Objectifs:
[a] Dans l'article sur le CV, remplacez "réseaux sociaux professionnels" par "plateformes professionnelles" et recopiez le passage qui commence par "A QUOI SERT" et se poursuit jusqu'à "toujours pas détrôné.".
[b] D'après l'article sur le CV, quelle part des candidats a vu son CV utilisé par le recruteur pendant l'entretien d'embauche, selon le sondage Cadremploi ?
[c] Citez toutes les entreprises et tous les cabinets où travaillent les recruteurs qui témoignent dans l'article sur le CV.

Texte à lire:
* * * *

CV bashing : qu’en pensent les recruteurs qui reçoivent des CV tous les jours ?

Aurélie Tachot

A QUOI SERT VRAIMENT LE CV – On entend tout et son contraire sur le sacro-saint CV, preuve qu’il fédère autant qu’il divise. Pour rétablir la vérité sur ce "résumé" très challengé sur les réseaux sociaux professionnels, des recruteurs ont accepté de détailler leur véritable utilisation du CV : est-ce un outil de premier contact efficace ? Quelles informations utilisent-ils ? En quoi est-ce différent d’un profil ? Lucie Brunel, Christophe Guérin, Delphine Philippe et Claire Romanet démontent les poncifs qu’ils entendent à longueur de journée sur ce document continuellement critiqué mais toujours pas détrôné.
CV bashing : qu’en pensent les recruteurs qui reçoivent des CV tous les jours ?

Ils témoignent

  • Lucie Brunel, responsable recrutement chez Mazars
  • Christophe Guérin, consultant spécialiste du recrutement de cadres au sein du cabinet Approach People
  • Delphine Phillipe, en charge du recrutement au sein du cabinet Delville Management (management de transition)
  • Claire Romanet, dirigeante du cabinet de chasse de tête Elaee, spécialisé dans le recrutement de profils digitaux

Idée reçue n° 1 : « Le CV est mort »

Ceux qui déclarent que la mort du CV est inéluctable suivent ni plus ni moins une mode.

Ces dix dernières années, le CV a été enterré à maintes reprises. Et pourtant, 73 % des candidats ont vu leur CV utilisé par le recruteur pendant leur entretien d’embauche, selon un sondage Cadremploi à paraître fin novembre. S’il demeure un support pendant l’entretien, il y a des chances qu’il ait été présent dès les premières étapes de la sélection.

Le CV, un support d'actualité

Lucie Brunel

« Le CV est au cœur du processus de recrutement, estime Lucie Brunel, responsable recrutement chez Mazars. C’est le premier outil de communication avec lequel les candidats se présentent aux potentiels employeurs. Ceux qui déclarent que sa mort est inéluctable suivent ni plus ni moins une mode. »

* * * *

Contenu des données:
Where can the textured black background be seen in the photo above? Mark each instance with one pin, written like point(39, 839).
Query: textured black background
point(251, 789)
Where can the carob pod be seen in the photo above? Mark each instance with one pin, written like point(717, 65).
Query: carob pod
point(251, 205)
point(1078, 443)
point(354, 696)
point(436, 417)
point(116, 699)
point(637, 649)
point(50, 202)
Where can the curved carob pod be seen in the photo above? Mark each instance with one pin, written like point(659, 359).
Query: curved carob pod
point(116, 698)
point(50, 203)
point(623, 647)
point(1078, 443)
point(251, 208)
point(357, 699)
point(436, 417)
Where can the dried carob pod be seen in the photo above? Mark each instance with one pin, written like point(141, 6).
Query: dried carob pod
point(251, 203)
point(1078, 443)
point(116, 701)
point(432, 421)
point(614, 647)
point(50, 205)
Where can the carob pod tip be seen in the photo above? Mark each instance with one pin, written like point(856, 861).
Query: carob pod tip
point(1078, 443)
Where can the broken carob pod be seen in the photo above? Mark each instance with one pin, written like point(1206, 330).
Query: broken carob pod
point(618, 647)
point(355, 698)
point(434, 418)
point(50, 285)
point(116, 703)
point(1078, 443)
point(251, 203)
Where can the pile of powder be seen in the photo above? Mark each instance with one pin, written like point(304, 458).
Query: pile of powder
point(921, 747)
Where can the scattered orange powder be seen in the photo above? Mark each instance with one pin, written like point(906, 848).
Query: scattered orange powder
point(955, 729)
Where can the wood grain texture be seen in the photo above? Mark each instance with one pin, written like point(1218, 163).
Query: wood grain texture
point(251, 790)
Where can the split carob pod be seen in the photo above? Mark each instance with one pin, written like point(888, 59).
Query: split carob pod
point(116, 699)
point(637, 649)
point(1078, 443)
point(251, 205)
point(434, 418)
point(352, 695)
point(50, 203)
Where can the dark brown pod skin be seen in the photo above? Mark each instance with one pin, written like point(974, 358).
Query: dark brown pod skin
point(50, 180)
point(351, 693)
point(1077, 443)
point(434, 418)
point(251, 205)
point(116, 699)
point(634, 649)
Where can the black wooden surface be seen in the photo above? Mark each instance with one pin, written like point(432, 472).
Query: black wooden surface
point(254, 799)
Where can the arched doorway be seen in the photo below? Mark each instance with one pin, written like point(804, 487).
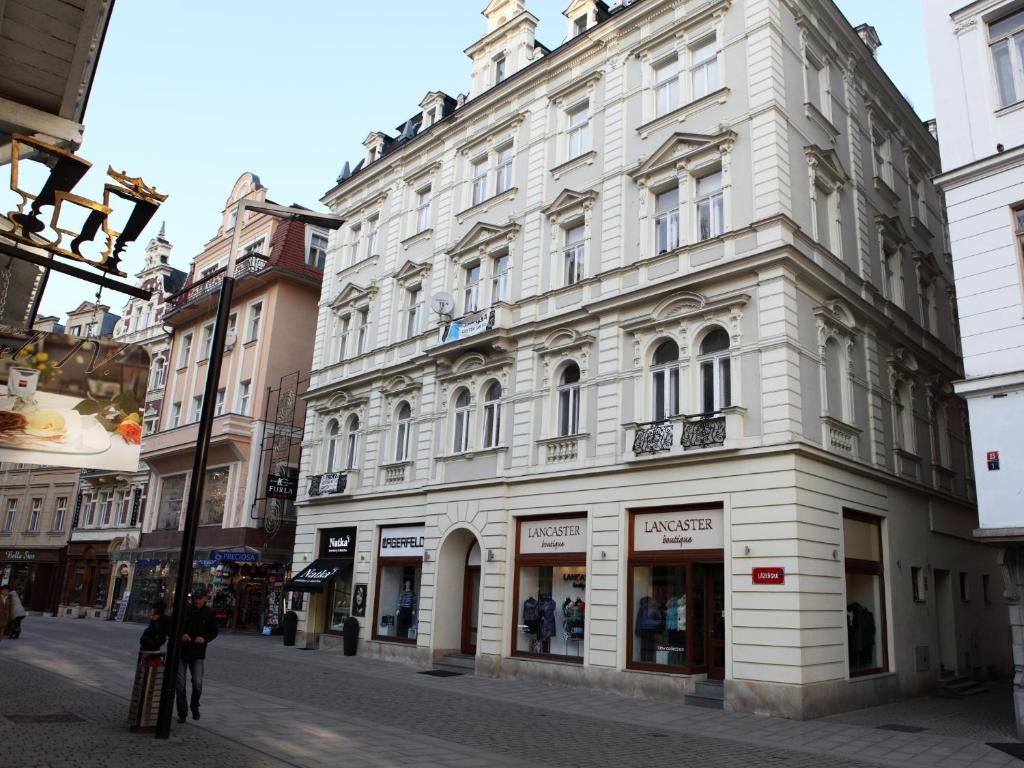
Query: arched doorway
point(471, 599)
point(457, 594)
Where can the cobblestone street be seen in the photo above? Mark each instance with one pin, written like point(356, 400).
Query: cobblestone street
point(268, 706)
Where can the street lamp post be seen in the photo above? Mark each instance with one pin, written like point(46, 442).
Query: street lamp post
point(183, 582)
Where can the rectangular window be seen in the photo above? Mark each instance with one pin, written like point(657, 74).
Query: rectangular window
point(34, 512)
point(471, 293)
point(667, 220)
point(500, 279)
point(579, 136)
point(423, 209)
point(255, 314)
point(704, 68)
point(364, 317)
point(414, 304)
point(207, 346)
point(551, 586)
point(172, 494)
point(184, 351)
point(865, 608)
point(479, 181)
point(1007, 39)
point(504, 181)
point(245, 388)
point(60, 513)
point(710, 206)
point(399, 569)
point(574, 255)
point(214, 497)
point(666, 87)
point(373, 229)
point(316, 253)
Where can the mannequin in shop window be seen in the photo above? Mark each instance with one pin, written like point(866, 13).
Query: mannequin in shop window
point(649, 624)
point(407, 604)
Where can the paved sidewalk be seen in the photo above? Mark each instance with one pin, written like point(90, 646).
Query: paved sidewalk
point(310, 708)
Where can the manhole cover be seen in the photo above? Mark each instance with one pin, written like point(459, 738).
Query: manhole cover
point(900, 728)
point(440, 673)
point(57, 717)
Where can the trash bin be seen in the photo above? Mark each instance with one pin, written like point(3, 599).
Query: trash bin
point(290, 626)
point(144, 705)
point(350, 628)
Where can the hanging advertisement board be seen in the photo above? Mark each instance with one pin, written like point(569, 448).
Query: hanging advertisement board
point(70, 400)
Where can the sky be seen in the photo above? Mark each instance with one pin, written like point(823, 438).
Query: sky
point(190, 94)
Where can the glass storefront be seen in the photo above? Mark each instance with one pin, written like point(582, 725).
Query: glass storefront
point(399, 570)
point(551, 588)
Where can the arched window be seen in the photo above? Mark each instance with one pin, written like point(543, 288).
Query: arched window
point(568, 400)
point(332, 446)
point(493, 415)
point(352, 442)
point(462, 413)
point(716, 380)
point(665, 374)
point(402, 429)
point(835, 400)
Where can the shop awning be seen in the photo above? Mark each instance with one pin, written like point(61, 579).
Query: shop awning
point(316, 574)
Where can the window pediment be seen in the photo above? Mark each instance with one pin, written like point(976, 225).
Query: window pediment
point(678, 152)
point(481, 238)
point(352, 295)
point(569, 201)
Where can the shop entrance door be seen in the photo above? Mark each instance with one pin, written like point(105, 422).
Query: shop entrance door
point(715, 623)
point(471, 600)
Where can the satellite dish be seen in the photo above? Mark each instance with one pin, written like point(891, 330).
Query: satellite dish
point(442, 303)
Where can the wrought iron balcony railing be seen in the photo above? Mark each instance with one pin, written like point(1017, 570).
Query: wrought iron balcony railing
point(328, 484)
point(254, 263)
point(653, 437)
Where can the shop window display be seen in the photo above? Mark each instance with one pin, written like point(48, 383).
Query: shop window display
point(553, 610)
point(865, 610)
point(397, 601)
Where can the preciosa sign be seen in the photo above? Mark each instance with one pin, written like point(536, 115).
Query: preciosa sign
point(659, 531)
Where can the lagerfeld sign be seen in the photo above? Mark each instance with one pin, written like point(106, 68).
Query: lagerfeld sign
point(659, 531)
point(552, 536)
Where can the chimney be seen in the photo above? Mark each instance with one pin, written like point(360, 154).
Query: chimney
point(870, 37)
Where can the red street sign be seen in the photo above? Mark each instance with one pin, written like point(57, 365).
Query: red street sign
point(768, 576)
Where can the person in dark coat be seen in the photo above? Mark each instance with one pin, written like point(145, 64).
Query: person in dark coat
point(199, 630)
point(159, 629)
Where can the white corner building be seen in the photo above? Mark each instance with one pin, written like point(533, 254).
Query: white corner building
point(634, 370)
point(976, 52)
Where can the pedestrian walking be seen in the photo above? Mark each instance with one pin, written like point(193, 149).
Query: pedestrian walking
point(6, 612)
point(158, 630)
point(199, 629)
point(17, 614)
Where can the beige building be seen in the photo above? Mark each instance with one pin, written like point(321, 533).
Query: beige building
point(245, 540)
point(633, 370)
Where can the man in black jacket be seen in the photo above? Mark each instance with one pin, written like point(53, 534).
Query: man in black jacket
point(199, 629)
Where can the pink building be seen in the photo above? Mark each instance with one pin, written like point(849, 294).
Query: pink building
point(245, 540)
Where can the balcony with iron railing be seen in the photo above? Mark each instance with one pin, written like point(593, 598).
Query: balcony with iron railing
point(250, 264)
point(684, 433)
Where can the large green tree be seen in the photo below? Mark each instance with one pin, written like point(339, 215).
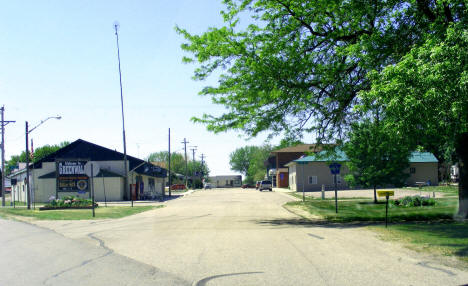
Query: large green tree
point(376, 157)
point(425, 98)
point(298, 66)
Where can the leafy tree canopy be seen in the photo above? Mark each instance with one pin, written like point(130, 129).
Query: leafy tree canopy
point(376, 157)
point(297, 66)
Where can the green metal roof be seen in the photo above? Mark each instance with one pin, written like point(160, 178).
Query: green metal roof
point(340, 156)
point(102, 173)
point(423, 157)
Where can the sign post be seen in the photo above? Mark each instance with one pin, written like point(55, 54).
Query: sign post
point(303, 176)
point(92, 188)
point(335, 170)
point(386, 194)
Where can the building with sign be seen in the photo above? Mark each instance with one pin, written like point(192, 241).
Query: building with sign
point(276, 162)
point(68, 172)
point(314, 171)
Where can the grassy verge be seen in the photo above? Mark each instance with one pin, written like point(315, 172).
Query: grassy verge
point(74, 214)
point(440, 238)
point(365, 210)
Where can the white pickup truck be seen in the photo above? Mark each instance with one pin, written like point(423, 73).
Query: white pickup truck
point(265, 185)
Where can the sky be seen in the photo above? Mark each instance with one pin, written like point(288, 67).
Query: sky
point(60, 58)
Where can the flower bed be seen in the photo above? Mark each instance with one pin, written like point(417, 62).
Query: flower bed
point(68, 202)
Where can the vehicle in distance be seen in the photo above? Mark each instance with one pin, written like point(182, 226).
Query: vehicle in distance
point(178, 187)
point(265, 185)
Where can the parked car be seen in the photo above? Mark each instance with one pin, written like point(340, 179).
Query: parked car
point(178, 187)
point(257, 185)
point(265, 185)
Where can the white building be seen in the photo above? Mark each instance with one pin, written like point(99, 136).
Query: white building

* * * *

Liste des solutions:
[a]
A QUOI SERT VRAIMENT LE CV – On entend tout et son contraire sur le sacro-saint CV, preuve qu’il fédère autant qu’il divise. Pour rétablir la vérité sur ce "résumé" très challengé sur les plateformes professionnelles, des recruteurs ont accepté de détailler leur véritable utilisation du CV : est-ce un outil de premier contact efficace ? Quelles informations utilisent-ils ? En quoi est-ce différent d’un profil ? Lucie Brunel, Christophe Guérin, Delphine Philippe et Claire Romanet démontent les poncifs qu’ils entendent à longueur de journée sur ce document continuellement critiqué mais toujours pas détrôné.

[b] 73 % des candidats.

[c] Mazars, Approach People, Delville Management, Elaee